Extract every line starting at the line that contains "instances of pencil." and ending with the final line of the data, inclusive; give only those lines, word for word.

* Data for review *
Segment Open

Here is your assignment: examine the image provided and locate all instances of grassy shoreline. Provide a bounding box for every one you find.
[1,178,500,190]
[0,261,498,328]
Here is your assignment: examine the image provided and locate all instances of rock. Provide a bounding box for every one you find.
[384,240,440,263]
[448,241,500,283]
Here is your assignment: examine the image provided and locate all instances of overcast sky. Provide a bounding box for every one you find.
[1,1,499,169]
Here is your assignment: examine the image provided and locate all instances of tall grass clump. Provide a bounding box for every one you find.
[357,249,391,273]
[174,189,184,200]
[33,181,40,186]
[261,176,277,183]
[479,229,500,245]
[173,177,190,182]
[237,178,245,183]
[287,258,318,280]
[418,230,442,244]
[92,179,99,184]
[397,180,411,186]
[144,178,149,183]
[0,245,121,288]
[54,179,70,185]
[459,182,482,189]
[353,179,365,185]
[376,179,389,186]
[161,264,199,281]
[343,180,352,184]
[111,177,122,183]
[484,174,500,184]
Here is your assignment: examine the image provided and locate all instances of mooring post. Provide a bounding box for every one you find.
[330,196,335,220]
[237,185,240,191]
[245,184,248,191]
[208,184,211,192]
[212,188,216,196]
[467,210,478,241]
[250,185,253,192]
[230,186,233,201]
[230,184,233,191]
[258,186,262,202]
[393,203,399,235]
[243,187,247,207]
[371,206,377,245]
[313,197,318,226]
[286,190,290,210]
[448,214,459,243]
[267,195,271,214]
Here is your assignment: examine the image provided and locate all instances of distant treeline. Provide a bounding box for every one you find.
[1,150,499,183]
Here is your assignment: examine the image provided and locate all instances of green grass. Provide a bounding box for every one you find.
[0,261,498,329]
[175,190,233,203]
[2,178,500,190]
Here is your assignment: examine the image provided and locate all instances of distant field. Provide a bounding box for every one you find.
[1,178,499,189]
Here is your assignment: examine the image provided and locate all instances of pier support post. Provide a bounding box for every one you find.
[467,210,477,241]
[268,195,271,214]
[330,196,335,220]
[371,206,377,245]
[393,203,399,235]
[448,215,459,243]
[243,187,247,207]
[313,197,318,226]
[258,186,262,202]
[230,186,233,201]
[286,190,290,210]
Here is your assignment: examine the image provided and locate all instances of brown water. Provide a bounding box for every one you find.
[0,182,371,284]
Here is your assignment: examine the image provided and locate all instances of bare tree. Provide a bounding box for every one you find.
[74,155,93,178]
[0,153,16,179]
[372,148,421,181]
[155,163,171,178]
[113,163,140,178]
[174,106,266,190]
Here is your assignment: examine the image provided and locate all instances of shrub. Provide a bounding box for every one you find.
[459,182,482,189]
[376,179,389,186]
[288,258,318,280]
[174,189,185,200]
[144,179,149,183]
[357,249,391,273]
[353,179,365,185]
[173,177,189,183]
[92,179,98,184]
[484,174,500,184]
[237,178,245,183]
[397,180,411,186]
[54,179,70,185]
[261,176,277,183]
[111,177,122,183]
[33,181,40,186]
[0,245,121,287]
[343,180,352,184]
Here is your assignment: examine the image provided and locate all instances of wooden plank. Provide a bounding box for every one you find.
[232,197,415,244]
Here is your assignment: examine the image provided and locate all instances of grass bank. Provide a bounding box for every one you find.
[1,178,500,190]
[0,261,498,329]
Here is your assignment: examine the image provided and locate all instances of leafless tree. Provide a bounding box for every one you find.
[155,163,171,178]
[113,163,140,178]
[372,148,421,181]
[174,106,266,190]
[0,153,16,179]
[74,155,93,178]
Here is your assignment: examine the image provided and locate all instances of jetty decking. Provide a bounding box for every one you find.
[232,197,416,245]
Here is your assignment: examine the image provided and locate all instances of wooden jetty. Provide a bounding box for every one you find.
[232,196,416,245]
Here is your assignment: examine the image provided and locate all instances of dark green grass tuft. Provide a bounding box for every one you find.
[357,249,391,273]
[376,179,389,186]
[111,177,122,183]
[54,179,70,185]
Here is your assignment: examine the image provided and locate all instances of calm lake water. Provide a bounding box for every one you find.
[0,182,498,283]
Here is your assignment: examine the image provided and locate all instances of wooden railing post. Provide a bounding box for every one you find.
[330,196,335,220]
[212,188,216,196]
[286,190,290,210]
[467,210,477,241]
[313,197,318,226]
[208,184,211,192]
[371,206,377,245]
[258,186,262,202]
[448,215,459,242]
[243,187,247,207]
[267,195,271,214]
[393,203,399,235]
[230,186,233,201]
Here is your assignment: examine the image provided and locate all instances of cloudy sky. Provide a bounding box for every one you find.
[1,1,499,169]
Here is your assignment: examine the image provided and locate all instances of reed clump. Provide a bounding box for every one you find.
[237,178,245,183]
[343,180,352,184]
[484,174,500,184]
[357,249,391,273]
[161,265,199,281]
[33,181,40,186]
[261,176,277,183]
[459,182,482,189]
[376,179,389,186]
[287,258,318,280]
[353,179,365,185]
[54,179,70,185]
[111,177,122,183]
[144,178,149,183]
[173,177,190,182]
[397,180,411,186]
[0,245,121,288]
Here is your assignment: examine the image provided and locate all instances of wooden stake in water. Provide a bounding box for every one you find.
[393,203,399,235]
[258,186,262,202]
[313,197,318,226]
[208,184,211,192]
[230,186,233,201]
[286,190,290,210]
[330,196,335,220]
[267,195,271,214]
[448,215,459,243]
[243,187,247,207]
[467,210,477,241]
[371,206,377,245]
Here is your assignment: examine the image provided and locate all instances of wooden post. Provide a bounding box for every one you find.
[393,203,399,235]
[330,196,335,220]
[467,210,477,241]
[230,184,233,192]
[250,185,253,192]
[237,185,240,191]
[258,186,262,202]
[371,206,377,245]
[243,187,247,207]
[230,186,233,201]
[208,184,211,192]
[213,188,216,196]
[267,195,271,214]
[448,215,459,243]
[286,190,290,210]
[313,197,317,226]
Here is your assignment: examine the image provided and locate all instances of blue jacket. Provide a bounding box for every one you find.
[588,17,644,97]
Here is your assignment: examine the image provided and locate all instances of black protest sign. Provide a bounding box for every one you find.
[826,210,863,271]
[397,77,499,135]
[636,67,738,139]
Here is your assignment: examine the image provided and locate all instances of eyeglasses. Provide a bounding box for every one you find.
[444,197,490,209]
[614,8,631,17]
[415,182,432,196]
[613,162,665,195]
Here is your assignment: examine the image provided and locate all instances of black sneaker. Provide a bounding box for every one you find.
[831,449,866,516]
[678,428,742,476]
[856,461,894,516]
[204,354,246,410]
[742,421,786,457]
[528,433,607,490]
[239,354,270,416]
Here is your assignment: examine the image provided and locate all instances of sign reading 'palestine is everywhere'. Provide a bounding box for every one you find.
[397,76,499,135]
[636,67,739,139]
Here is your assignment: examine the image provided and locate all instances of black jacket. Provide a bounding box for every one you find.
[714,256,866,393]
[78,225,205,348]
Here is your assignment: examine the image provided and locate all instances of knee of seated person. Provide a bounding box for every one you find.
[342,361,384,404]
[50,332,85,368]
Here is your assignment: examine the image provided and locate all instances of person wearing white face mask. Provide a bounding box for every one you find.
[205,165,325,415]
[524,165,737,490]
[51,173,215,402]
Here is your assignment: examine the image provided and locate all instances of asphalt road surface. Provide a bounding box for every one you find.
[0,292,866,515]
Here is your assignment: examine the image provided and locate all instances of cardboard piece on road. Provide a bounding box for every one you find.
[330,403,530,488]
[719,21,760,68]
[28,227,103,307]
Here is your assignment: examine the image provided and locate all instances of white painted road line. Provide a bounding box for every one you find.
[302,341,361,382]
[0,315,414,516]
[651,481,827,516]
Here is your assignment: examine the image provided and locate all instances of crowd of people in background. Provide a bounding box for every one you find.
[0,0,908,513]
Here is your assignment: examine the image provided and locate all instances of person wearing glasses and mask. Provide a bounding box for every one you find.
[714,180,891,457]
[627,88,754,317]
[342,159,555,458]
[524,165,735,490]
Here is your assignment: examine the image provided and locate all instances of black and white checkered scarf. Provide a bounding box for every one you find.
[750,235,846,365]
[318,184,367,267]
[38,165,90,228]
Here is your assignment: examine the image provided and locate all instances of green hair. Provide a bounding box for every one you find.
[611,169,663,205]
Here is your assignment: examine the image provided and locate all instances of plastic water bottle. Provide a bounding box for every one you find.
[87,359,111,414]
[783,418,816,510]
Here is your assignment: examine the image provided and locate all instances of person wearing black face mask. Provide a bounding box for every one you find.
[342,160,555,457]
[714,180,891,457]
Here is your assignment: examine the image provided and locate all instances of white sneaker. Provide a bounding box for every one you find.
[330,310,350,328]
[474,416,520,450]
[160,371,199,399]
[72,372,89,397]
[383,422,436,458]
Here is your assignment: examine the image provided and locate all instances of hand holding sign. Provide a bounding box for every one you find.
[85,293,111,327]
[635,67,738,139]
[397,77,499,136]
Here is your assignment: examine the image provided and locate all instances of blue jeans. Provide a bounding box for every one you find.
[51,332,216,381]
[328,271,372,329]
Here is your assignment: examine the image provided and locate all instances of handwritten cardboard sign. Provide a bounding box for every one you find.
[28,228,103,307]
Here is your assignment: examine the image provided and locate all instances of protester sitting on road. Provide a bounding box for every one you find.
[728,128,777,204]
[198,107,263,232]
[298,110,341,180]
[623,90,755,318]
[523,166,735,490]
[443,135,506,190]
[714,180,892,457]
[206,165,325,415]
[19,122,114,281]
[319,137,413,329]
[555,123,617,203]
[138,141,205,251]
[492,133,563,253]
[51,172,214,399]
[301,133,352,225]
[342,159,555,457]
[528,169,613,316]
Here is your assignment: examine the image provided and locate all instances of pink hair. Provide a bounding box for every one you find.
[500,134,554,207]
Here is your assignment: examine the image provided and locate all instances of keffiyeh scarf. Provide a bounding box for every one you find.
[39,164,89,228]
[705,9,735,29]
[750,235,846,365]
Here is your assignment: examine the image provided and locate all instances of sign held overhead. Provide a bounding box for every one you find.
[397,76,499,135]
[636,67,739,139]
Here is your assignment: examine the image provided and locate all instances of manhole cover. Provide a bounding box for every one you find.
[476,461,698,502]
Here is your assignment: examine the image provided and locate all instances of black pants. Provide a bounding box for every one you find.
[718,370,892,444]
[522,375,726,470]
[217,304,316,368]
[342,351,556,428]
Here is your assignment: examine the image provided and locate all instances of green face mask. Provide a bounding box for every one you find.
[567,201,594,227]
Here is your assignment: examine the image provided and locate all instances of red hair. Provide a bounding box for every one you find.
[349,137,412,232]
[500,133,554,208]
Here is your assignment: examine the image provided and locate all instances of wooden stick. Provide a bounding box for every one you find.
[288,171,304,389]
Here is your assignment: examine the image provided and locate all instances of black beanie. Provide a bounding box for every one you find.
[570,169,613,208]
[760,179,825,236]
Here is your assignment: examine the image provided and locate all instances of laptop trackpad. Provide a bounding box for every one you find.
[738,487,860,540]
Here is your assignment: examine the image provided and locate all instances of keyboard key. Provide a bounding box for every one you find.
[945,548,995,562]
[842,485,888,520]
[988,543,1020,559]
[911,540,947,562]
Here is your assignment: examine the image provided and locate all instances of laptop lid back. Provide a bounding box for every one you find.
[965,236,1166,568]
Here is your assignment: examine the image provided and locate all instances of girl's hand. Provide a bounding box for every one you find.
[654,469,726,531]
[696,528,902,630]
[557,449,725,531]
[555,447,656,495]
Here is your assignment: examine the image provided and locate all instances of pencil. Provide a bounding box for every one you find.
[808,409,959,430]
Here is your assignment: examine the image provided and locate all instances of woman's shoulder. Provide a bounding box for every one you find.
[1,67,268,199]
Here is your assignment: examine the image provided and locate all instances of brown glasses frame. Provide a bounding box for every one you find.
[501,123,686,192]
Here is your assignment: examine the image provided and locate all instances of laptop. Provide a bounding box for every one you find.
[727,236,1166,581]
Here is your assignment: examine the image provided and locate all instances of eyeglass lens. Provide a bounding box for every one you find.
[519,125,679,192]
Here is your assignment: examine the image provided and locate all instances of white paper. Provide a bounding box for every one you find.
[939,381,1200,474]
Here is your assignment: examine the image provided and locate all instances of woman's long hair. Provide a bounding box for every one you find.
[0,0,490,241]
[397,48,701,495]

Segment Closed

* Answer to this task *
Here is your assignment: examine the image provided and locate all instances of pencil. Provide a bounding box for every one you find.
[808,409,959,430]
Here is your assignment: examine the image provided and locate all instances of woman's shoulder. Provide a bounding box for every one you find.
[1,67,268,199]
Here is your assignment: examine the image provided and locate all instances of brown glasses frame. Provide a bounding box for every one you find.
[501,123,686,192]
Here is your assignment: examine the image provided and locate all instances of laptop. Provide a bounding box for every one you find.
[727,236,1166,581]
Here is your assignment: examine the image provided and locate all instances of eyeglass lens. Provide a bounding box for every one you find.
[519,125,679,192]
Here is your assignment: examine the image provided and locate all instances of white paper. Provide a bounding box for every one you find.
[939,381,1200,474]
Here is your assignment: examine the image provided and locate all instances of woman's long hair. Provide a bounding box for every one you find.
[0,0,490,241]
[397,48,701,495]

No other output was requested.